Stored data
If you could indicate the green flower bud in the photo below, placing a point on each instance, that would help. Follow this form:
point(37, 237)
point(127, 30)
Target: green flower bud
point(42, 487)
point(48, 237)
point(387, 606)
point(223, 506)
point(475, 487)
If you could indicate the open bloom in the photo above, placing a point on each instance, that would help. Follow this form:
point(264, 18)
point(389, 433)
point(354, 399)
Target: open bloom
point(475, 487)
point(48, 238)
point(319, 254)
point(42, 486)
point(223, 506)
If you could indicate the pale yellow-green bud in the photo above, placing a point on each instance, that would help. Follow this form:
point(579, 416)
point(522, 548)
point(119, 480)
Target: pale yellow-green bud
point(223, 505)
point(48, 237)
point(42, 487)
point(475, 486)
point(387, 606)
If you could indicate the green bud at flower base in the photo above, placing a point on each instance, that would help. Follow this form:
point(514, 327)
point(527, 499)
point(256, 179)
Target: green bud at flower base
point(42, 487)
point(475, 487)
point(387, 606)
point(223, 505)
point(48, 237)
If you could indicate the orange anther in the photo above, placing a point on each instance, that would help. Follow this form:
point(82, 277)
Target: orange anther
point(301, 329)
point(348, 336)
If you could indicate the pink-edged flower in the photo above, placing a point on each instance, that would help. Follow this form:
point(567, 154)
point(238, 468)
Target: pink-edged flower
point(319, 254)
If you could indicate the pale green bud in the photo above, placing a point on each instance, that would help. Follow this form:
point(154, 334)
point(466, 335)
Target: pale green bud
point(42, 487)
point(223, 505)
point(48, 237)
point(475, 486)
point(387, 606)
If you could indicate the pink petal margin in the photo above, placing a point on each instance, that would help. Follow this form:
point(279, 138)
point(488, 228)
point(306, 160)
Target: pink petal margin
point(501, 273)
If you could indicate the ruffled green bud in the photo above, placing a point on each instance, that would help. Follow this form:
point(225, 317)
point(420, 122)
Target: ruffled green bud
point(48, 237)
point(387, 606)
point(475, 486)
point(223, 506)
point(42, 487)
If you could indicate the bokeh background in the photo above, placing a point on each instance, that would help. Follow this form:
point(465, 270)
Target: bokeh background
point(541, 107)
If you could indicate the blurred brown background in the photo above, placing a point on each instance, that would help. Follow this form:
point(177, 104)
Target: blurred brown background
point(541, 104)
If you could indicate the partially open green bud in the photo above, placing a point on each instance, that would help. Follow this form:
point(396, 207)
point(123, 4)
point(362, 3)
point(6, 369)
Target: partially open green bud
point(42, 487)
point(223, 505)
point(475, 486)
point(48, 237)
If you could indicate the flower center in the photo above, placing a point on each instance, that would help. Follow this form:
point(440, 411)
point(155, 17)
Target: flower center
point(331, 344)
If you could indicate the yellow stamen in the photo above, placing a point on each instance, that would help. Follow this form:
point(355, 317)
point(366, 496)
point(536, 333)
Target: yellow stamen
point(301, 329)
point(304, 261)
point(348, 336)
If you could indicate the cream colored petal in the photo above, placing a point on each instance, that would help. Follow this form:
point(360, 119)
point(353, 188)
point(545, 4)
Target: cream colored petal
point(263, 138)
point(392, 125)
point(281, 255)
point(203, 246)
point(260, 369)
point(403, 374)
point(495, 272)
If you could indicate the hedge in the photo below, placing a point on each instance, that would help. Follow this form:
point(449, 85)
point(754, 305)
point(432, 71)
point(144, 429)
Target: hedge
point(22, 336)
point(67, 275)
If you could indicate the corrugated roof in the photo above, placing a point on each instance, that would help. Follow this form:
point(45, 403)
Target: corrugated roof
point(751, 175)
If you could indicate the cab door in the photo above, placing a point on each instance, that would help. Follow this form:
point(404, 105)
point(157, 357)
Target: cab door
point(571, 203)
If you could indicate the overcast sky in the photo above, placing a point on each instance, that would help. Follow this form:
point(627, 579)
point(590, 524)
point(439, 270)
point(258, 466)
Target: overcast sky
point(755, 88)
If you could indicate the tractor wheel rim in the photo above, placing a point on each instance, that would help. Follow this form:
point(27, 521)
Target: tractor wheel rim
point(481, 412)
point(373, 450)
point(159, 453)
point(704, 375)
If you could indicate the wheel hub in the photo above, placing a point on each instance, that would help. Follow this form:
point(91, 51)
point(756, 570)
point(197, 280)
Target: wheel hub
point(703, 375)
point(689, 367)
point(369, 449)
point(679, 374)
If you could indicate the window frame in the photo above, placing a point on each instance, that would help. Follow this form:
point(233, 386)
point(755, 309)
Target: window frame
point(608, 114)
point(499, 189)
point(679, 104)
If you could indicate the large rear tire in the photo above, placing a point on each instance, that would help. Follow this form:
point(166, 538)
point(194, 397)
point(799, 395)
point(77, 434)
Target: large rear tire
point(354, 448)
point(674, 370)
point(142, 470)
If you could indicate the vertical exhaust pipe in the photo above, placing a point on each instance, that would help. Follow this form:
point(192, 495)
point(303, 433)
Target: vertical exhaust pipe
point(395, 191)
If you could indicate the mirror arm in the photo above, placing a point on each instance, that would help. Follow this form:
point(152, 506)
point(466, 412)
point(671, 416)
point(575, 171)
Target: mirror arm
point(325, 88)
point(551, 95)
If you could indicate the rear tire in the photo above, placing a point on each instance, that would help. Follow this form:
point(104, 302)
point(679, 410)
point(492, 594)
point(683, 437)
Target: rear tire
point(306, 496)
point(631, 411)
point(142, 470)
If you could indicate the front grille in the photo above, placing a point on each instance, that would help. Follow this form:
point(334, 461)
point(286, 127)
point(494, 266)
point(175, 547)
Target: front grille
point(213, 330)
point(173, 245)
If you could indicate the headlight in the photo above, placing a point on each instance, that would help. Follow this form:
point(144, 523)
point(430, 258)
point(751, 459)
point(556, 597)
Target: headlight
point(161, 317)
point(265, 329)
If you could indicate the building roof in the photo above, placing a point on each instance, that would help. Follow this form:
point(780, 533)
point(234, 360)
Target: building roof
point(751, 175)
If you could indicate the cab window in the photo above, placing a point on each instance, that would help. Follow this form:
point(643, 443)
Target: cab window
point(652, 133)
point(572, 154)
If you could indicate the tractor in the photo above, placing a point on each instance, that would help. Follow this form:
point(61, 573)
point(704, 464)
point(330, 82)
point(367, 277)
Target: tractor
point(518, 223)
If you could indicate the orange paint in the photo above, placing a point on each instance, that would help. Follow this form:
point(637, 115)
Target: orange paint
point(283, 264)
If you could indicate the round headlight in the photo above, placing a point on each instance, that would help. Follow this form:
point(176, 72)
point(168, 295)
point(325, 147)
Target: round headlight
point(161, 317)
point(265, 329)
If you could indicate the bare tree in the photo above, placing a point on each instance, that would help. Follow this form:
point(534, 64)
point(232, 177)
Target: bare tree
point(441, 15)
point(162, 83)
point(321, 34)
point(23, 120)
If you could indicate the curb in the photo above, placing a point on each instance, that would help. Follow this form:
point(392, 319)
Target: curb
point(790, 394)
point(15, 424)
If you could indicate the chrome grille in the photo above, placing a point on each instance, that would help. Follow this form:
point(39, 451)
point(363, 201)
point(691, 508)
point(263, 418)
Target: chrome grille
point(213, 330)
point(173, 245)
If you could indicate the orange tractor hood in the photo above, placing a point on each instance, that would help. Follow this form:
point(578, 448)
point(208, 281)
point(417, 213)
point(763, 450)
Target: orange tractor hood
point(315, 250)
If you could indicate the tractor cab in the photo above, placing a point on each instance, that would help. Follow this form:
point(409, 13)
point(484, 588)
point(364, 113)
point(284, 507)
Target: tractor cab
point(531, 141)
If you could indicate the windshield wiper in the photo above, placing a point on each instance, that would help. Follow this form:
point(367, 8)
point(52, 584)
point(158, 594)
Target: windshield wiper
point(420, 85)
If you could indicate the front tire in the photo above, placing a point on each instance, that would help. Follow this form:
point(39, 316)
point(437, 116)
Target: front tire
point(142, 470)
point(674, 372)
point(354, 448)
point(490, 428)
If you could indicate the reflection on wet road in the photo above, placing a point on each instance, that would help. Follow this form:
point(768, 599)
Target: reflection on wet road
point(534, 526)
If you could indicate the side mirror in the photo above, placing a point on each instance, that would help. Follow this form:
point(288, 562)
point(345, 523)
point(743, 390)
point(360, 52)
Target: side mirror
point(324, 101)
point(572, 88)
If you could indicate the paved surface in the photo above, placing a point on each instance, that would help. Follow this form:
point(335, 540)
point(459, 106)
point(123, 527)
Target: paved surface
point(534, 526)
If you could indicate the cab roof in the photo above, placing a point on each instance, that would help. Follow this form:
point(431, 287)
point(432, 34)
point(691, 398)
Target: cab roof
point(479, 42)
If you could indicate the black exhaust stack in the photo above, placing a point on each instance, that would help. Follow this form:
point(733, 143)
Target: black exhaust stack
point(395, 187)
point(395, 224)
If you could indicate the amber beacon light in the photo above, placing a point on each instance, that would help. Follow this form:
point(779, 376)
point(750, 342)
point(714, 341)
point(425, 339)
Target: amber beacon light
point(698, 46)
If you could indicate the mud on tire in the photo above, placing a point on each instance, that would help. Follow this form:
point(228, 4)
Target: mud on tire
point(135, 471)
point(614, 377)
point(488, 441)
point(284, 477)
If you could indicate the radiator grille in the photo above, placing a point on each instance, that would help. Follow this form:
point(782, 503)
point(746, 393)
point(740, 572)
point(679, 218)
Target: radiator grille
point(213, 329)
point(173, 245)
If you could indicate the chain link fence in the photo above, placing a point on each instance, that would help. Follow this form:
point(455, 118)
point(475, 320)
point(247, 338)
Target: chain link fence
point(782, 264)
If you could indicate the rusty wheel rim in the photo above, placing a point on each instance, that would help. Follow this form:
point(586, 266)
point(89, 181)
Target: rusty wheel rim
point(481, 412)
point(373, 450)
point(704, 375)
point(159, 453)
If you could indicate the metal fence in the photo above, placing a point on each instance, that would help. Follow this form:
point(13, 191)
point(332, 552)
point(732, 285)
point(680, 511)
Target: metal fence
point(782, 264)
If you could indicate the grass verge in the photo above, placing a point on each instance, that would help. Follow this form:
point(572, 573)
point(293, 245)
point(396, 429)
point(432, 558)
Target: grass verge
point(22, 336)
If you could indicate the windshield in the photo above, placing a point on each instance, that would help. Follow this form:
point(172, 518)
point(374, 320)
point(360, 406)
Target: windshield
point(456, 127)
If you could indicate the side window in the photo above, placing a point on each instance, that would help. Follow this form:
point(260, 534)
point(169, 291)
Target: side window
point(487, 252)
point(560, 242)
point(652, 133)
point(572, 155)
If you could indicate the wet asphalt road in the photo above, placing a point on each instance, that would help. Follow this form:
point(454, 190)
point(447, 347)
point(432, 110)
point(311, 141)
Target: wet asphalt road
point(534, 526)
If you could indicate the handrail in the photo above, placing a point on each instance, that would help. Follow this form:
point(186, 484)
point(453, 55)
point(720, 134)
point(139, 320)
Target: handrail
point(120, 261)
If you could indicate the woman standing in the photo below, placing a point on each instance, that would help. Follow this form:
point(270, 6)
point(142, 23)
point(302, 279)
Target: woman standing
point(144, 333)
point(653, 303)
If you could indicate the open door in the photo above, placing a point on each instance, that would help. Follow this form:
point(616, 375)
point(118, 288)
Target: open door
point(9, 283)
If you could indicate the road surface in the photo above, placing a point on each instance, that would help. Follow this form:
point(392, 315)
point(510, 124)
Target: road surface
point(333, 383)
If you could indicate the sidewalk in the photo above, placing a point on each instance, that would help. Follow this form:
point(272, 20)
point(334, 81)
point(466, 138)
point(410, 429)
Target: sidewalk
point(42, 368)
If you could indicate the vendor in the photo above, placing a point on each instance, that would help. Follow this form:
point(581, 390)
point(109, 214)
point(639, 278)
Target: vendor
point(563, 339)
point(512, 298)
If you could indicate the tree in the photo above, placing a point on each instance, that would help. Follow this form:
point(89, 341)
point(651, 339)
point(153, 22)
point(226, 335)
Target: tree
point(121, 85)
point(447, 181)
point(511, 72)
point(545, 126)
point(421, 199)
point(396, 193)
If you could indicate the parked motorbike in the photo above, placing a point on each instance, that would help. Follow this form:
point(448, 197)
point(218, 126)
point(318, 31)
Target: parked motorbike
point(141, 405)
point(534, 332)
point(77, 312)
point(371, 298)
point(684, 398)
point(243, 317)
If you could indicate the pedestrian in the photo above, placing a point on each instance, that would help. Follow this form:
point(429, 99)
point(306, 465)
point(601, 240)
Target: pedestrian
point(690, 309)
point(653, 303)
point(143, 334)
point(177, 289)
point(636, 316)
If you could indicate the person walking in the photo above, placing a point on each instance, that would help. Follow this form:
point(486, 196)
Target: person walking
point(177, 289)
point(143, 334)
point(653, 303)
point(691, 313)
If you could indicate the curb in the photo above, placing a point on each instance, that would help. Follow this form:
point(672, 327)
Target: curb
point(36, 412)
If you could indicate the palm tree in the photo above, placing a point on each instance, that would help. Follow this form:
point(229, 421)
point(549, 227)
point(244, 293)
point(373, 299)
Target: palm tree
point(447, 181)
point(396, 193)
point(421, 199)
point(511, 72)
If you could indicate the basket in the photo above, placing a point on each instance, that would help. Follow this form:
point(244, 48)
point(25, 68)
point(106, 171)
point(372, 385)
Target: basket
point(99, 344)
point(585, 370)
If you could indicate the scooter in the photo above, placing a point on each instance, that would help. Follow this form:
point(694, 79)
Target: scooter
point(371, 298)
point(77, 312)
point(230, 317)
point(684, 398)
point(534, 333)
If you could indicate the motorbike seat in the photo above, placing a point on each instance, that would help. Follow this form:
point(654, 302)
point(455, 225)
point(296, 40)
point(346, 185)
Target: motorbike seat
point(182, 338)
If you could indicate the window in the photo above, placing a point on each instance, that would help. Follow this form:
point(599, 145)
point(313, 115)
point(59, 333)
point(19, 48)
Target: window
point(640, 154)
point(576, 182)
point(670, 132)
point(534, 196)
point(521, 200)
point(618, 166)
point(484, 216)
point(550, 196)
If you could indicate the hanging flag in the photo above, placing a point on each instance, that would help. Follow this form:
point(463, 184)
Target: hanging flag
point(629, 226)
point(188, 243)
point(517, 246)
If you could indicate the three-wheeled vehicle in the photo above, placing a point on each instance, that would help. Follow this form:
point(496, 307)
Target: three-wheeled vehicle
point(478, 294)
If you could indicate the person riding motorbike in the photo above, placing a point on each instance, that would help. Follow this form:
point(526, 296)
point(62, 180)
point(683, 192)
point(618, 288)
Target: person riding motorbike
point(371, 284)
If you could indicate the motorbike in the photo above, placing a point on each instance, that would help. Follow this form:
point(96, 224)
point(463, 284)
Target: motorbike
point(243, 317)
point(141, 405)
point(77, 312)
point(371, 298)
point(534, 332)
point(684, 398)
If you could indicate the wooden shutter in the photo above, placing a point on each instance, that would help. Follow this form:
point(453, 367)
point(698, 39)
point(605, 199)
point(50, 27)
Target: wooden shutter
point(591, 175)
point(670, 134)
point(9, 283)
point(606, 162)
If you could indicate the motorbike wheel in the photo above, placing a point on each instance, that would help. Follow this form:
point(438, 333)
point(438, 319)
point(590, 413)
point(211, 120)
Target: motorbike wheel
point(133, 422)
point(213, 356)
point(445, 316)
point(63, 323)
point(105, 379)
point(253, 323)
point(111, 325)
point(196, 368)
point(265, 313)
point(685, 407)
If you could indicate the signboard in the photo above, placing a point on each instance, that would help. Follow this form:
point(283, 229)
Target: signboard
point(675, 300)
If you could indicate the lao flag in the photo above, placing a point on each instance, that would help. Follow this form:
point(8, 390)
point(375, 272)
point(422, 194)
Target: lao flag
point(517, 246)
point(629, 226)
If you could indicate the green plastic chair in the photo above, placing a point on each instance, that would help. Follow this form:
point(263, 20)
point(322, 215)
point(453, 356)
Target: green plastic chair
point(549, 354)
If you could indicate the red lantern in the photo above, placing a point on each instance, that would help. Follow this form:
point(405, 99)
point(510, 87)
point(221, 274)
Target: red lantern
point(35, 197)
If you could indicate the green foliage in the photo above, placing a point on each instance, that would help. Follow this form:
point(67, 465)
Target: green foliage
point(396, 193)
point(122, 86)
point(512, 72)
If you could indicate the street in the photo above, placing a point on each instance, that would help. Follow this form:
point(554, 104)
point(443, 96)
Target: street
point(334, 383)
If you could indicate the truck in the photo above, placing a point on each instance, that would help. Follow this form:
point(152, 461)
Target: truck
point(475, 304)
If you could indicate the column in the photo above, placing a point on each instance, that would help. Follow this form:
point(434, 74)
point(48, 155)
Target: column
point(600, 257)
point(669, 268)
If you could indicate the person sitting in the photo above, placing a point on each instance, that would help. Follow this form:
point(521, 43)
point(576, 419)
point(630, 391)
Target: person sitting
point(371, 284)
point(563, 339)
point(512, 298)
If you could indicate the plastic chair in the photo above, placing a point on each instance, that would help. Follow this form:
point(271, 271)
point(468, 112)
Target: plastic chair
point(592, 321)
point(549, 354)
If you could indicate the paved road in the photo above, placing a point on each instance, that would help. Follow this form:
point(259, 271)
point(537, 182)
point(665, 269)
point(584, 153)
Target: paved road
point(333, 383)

#### [Exercise requirements]
Collect each line above holding the string "below".

#### [Completed task]
If you could indicate the green flower bud in the photo below, placing a point on each instance, that would help. Follow this form:
If you could indicate the hedge in the photo below, placing a point on each instance, that would help. Follow this form:
If you could indicate the woman standing in the photo below, placing a point on each instance, that would help. Follow this form:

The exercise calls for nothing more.